[Exercise description] Make an exact copy of the records, with the pictures left out.

[Input]
● ● ● ● ●

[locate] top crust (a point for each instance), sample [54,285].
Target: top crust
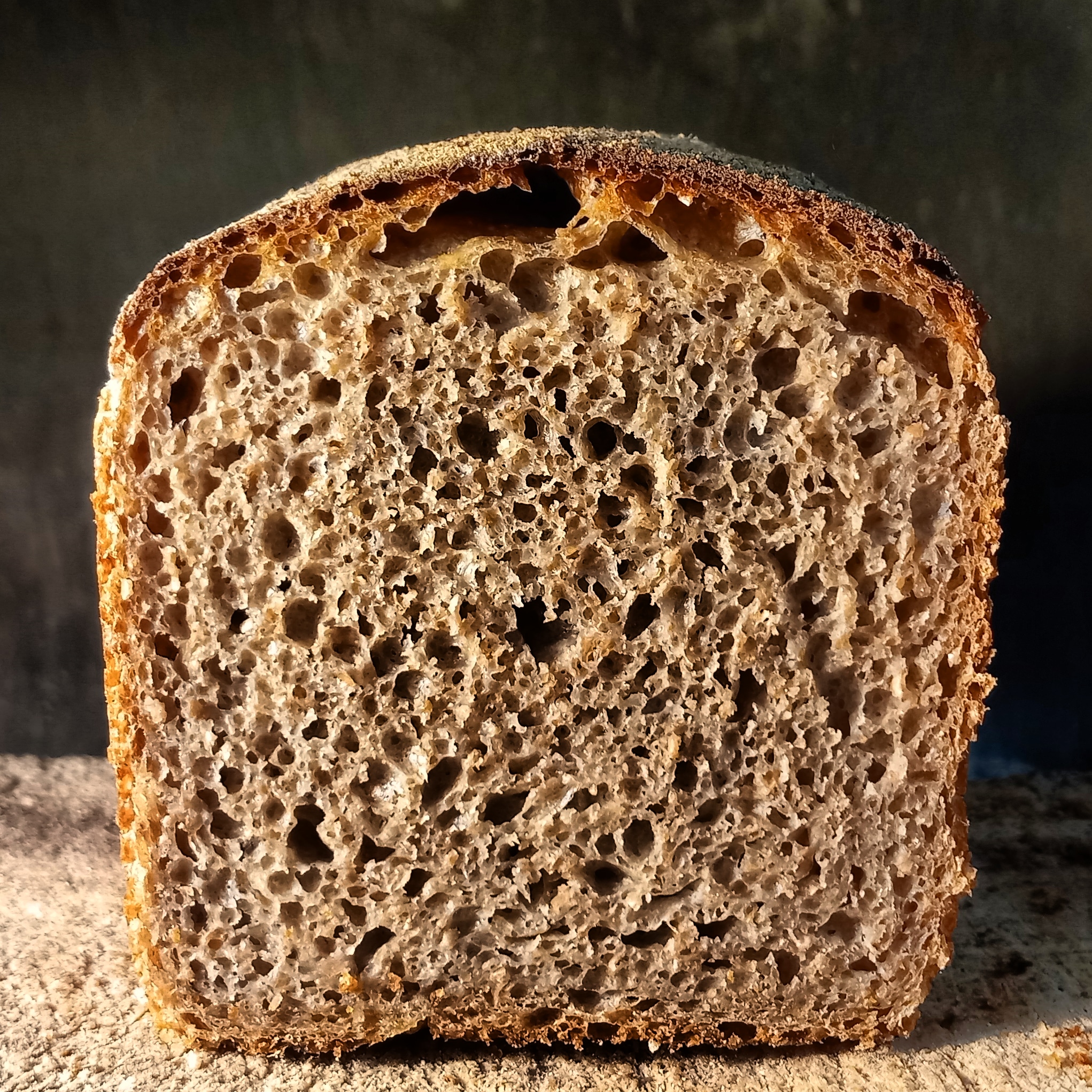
[784,202]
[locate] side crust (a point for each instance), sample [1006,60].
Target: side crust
[783,202]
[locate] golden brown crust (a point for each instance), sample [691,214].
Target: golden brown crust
[785,205]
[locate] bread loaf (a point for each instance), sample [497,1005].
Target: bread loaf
[545,595]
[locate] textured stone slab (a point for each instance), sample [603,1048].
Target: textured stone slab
[1011,1012]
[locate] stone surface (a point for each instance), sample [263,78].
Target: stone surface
[1011,1013]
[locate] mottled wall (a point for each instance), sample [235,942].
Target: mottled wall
[128,128]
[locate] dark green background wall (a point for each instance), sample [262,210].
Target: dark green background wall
[128,128]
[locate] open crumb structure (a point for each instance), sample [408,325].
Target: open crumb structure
[545,594]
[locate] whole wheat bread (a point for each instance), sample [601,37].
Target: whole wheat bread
[545,593]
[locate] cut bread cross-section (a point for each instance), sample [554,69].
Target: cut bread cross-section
[545,593]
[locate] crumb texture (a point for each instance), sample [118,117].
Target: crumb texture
[555,610]
[1011,1011]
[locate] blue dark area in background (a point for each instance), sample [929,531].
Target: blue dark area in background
[127,129]
[1040,712]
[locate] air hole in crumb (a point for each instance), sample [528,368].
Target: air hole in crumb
[601,1031]
[646,938]
[317,730]
[789,967]
[611,512]
[408,685]
[344,642]
[305,841]
[140,452]
[223,826]
[843,235]
[545,639]
[602,438]
[794,401]
[442,780]
[532,284]
[497,266]
[504,807]
[242,271]
[280,539]
[186,394]
[301,621]
[776,368]
[686,777]
[549,204]
[638,839]
[370,944]
[377,391]
[639,478]
[444,649]
[312,281]
[417,880]
[641,615]
[423,462]
[841,925]
[778,481]
[708,555]
[749,694]
[872,442]
[369,851]
[636,248]
[232,779]
[345,202]
[475,437]
[326,390]
[604,877]
[429,309]
[386,655]
[735,1029]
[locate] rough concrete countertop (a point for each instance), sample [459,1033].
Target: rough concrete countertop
[1011,1012]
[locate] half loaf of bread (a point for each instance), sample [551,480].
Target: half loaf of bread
[545,593]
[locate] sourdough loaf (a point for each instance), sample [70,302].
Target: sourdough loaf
[545,595]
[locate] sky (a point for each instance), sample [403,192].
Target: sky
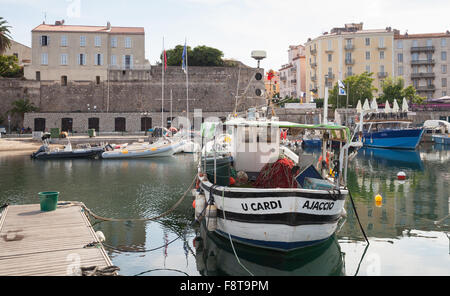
[236,27]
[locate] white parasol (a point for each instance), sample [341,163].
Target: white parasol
[387,107]
[395,107]
[404,105]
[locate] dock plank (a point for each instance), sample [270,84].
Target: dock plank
[47,243]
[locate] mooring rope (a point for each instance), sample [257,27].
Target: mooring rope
[89,211]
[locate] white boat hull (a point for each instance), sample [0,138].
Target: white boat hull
[281,219]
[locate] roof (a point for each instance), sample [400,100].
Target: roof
[88,29]
[425,35]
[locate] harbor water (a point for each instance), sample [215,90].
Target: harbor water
[408,230]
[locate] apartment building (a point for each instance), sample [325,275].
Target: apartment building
[64,52]
[346,51]
[273,85]
[293,74]
[22,52]
[423,61]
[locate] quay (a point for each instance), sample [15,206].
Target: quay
[55,243]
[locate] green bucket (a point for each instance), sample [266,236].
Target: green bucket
[49,200]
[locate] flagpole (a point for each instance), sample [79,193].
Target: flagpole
[162,90]
[187,85]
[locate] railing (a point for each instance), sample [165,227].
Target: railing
[349,47]
[422,48]
[422,75]
[422,62]
[429,87]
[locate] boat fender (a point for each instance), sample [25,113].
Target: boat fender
[199,205]
[211,217]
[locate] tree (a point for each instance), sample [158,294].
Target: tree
[360,86]
[9,67]
[22,106]
[5,38]
[199,56]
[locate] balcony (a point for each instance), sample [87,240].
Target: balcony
[426,88]
[349,47]
[422,75]
[349,61]
[422,62]
[329,76]
[422,49]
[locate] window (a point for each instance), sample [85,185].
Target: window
[64,59]
[99,59]
[127,42]
[44,59]
[114,42]
[98,41]
[82,59]
[44,40]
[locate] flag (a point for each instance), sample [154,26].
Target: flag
[165,60]
[341,88]
[183,59]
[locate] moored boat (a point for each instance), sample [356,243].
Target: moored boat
[277,202]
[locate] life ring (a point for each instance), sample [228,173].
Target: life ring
[327,160]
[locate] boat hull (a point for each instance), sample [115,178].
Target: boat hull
[393,139]
[141,153]
[68,154]
[280,219]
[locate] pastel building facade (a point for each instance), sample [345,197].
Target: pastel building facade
[423,61]
[84,53]
[345,52]
[293,74]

● ● ● ● ●

[Output below]
[locate] top crust (a point for each instance), sample [54,285].
Target: top crust
[784,202]
[locate] side crust (a point for each instance), sample [1006,60].
Target: side crust
[783,202]
[locate] golden brown crust (a point for each instance), sample [691,214].
Target: golden brown crust
[785,205]
[locate] bread loaf (a point for each instance), sample [497,1005].
Target: bread loaf
[545,595]
[locate] textured stone slab (a point for each instance), sample [603,1048].
Target: textured stone slab
[1011,1012]
[locate] stone surface (a point for each instance), sample [263,78].
Target: stone surface
[1011,1013]
[locate] mottled wall (a point for each instance), sample [235,942].
Target: mottled wall
[128,128]
[locate] dark green background wall (a point for each instance), sample [262,210].
Target: dark green background wall
[128,128]
[locate] open crumb structure (a point for each instance), sample [408,325].
Target: open crumb structure
[545,594]
[locate] whole wheat bread (a point for each instance), sample [601,37].
Target: whole wheat bread
[545,593]
[locate] cut bread cross-section (a point for each instance), sample [554,69].
Target: cut bread cross-section
[545,593]
[locate] crumb texture (a point for each instance), sample [118,117].
Target: crumb texture
[555,610]
[1011,1011]
[locate] blue dark area in background (a point for each instance), sample [929,531].
Target: blue dark area in background
[127,129]
[1040,712]
[locate] air hole in crumb (a point for each instance), sample [528,368].
Target: air hole in crumb
[601,1031]
[646,938]
[317,730]
[789,967]
[611,512]
[408,685]
[344,642]
[305,841]
[140,452]
[223,826]
[843,235]
[545,639]
[602,438]
[794,401]
[442,780]
[532,284]
[497,266]
[504,807]
[242,271]
[280,539]
[186,394]
[301,621]
[776,368]
[686,777]
[549,204]
[638,839]
[370,944]
[377,391]
[639,478]
[444,649]
[312,281]
[417,880]
[641,615]
[423,462]
[841,925]
[778,481]
[708,555]
[749,694]
[872,442]
[369,851]
[636,248]
[232,779]
[345,202]
[475,437]
[326,390]
[604,877]
[429,309]
[386,655]
[735,1029]
[locate] rough concrete countertop (a point for each instance), sample [459,1033].
Target: rough concrete countertop
[1011,1012]
[locate] half loaf of bread (a point for each instance), sample [551,480].
Target: half loaf of bread
[545,593]
[locate] sourdough loaf (a point for each instance), sample [70,302].
Target: sourdough loaf
[545,595]
[locate] sky (a point for each instance), sample [403,192].
Target: sky
[236,27]
[locate] white parasol (a point for each instance), sample [341,163].
Target: white parasol
[387,107]
[395,107]
[404,105]
[locate] dock plank (a point for each instance), sample [270,84].
Target: dock plank
[47,243]
[locate] mooring rope (a point for each instance), sample [257,27].
Target: mooring rope
[89,211]
[locate] white boat hull (a point for each instance), sample [0,138].
Target: white boat hull
[281,219]
[locate] roof (a point for each instance), sample [400,100].
Target: roof
[88,29]
[425,35]
[locate] harbor water (a point for each instance), sample [215,90].
Target: harbor water
[408,230]
[locate] apartment building (a point for each instance), sample [325,275].
Target: apartment building
[64,52]
[346,51]
[273,85]
[293,74]
[22,52]
[423,61]
[locate] quay (a point for each instance), sample [15,206].
Target: quay
[55,243]
[locate] green bucket (a point for each instance), sample [266,236].
Target: green bucket
[49,200]
[locate] flagpole (a point for each instance), sample [79,193].
Target: flagpole
[162,90]
[187,85]
[locate] railing (a point for each instance), sample [165,227].
Target: railing
[349,47]
[422,48]
[422,75]
[422,62]
[429,87]
[locate] boat fender (a point for each instance), sample [25,113].
Target: boat fender
[199,205]
[211,217]
[locate] tree (a point for each instance), sample [158,294].
Target: tree
[360,86]
[9,67]
[22,106]
[5,38]
[199,56]
[locate] balcony (a point for each instance), sample [87,240].
Target: balcony
[426,88]
[349,47]
[422,75]
[349,61]
[422,62]
[329,76]
[422,49]
[locate] window (a point for each instance), sample [85,185].
Target: window
[64,59]
[99,59]
[127,42]
[44,59]
[114,42]
[98,41]
[82,59]
[44,40]
[locate] flag (a point for each instance), sample [154,26].
Target: flag
[165,60]
[341,88]
[183,59]
[locate] moored boat (a point for each instance), sample [356,243].
Target: moored boat
[277,202]
[locate] life ring (a point for each instance), sample [228,173].
Target: life ring
[327,160]
[locate] boat hull (a point for each instance), sample [115,178].
Target: boat hull
[393,139]
[141,153]
[68,154]
[280,219]
[locate] pastel building facade (a point for each instance), sample [345,197].
Target: pastel building facade
[423,61]
[84,53]
[345,52]
[293,74]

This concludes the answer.